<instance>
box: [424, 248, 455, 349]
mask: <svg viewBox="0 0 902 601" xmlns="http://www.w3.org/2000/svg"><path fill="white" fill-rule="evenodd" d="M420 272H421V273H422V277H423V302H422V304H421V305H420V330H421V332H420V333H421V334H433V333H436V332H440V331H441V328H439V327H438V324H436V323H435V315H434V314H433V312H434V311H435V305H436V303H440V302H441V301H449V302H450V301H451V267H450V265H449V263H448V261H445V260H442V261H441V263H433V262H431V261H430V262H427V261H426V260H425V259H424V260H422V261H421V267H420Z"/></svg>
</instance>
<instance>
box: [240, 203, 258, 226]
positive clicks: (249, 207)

--

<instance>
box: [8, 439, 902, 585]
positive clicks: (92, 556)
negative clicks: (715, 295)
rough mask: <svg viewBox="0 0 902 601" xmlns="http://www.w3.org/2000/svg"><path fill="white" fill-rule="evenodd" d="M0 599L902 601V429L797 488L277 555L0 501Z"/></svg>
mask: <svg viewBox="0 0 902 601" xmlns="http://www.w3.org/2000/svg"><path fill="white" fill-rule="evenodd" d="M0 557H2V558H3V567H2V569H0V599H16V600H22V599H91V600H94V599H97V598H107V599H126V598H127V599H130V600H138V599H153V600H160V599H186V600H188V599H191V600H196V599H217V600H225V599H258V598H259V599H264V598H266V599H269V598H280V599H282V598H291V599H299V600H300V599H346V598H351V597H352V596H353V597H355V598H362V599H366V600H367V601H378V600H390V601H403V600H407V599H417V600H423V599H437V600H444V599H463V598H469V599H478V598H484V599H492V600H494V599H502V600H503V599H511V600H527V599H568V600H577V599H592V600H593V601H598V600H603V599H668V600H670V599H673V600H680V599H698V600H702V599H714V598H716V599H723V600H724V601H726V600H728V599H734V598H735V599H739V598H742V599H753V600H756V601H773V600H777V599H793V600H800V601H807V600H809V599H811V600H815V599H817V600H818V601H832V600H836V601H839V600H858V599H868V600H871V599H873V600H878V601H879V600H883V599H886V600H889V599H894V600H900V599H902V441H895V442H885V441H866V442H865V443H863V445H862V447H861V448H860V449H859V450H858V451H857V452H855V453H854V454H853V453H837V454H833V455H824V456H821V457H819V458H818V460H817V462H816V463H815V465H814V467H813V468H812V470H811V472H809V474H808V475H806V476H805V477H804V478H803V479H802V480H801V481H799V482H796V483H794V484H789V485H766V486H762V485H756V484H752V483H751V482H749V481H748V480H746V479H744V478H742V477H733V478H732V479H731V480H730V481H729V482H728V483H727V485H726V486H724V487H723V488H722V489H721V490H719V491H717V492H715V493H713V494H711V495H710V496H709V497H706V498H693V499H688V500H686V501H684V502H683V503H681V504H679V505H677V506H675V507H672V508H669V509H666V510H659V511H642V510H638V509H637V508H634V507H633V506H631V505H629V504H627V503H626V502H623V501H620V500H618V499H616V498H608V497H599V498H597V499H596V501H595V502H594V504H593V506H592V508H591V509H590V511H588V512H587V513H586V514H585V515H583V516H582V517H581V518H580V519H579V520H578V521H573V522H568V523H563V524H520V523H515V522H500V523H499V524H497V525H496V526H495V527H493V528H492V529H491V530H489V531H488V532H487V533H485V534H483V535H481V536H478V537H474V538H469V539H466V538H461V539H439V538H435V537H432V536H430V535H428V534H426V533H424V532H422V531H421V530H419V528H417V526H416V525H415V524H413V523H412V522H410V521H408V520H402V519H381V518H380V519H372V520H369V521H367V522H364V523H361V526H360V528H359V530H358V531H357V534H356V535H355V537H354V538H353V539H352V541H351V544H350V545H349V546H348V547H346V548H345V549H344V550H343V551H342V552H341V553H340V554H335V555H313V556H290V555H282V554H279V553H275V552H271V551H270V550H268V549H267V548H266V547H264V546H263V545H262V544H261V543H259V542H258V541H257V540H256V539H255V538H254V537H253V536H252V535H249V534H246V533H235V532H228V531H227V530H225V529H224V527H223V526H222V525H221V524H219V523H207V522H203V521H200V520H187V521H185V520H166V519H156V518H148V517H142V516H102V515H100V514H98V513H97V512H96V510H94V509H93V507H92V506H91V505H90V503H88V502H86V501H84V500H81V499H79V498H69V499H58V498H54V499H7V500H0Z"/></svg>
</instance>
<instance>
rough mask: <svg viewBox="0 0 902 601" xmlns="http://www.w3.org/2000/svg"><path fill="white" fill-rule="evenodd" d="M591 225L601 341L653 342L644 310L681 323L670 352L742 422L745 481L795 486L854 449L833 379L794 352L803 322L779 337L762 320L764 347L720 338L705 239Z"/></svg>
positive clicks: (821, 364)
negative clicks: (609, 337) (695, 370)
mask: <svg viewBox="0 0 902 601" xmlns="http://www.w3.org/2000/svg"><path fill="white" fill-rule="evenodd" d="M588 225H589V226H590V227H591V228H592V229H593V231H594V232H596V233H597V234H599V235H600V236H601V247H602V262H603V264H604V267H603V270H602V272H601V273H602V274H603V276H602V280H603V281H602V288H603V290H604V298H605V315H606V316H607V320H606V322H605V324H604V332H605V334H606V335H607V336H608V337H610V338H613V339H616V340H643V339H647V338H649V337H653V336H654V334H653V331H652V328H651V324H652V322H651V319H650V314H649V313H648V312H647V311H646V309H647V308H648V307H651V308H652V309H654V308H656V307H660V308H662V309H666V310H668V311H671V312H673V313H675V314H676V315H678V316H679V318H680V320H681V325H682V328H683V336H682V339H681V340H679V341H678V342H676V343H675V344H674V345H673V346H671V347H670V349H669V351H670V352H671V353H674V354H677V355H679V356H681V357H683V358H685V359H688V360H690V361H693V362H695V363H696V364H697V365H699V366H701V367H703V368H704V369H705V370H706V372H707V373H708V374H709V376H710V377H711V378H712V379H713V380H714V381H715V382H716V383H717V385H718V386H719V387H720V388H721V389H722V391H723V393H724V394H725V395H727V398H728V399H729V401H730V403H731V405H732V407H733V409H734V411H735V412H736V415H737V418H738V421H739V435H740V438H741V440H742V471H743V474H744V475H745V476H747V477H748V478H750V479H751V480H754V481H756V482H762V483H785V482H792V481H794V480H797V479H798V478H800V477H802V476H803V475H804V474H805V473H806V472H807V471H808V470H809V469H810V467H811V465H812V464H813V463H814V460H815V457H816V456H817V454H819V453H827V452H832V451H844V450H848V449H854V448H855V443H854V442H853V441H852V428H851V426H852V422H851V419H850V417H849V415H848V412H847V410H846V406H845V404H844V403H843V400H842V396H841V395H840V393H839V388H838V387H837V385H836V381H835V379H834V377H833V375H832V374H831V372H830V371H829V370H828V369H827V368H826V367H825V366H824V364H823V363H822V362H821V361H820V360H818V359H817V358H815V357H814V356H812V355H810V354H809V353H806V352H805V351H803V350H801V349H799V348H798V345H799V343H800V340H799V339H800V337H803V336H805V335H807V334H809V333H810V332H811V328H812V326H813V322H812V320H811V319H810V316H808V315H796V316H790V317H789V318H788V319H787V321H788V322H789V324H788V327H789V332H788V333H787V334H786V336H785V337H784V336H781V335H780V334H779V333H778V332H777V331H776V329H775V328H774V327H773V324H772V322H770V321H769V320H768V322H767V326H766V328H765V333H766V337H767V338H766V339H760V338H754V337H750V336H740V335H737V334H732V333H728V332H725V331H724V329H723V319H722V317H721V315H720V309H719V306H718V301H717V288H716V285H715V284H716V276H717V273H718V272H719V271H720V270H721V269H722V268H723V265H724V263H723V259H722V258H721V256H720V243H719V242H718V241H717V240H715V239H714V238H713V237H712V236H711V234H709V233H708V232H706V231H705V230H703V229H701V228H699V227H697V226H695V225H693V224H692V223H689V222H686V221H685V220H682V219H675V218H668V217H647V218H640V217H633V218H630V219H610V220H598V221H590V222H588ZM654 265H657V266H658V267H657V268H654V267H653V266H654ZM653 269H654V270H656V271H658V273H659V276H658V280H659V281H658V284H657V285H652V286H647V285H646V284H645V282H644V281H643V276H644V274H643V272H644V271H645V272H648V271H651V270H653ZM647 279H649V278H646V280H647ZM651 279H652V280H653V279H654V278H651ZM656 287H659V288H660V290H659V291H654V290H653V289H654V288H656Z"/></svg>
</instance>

---

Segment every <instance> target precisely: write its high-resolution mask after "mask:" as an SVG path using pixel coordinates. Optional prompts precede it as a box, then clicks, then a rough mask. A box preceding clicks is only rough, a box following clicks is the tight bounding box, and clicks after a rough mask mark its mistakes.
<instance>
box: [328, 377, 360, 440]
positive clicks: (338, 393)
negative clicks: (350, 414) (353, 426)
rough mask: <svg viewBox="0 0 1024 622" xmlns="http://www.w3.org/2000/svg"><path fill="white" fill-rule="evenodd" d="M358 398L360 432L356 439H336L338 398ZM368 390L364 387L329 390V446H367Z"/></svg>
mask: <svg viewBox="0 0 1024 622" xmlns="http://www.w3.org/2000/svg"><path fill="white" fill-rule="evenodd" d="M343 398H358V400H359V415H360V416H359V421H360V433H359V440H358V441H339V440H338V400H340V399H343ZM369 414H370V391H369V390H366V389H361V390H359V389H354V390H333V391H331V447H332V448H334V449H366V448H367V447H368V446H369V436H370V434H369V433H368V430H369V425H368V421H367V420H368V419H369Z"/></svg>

INSTRUCCIONES:
Extrae de las líneas de arriba todas las que contengan la cadena "negative".

RESPUESTA AL EJERCICIO:
negative clicks: (715, 295)
negative clicks: (609, 337) (695, 370)
negative clicks: (350, 414) (353, 426)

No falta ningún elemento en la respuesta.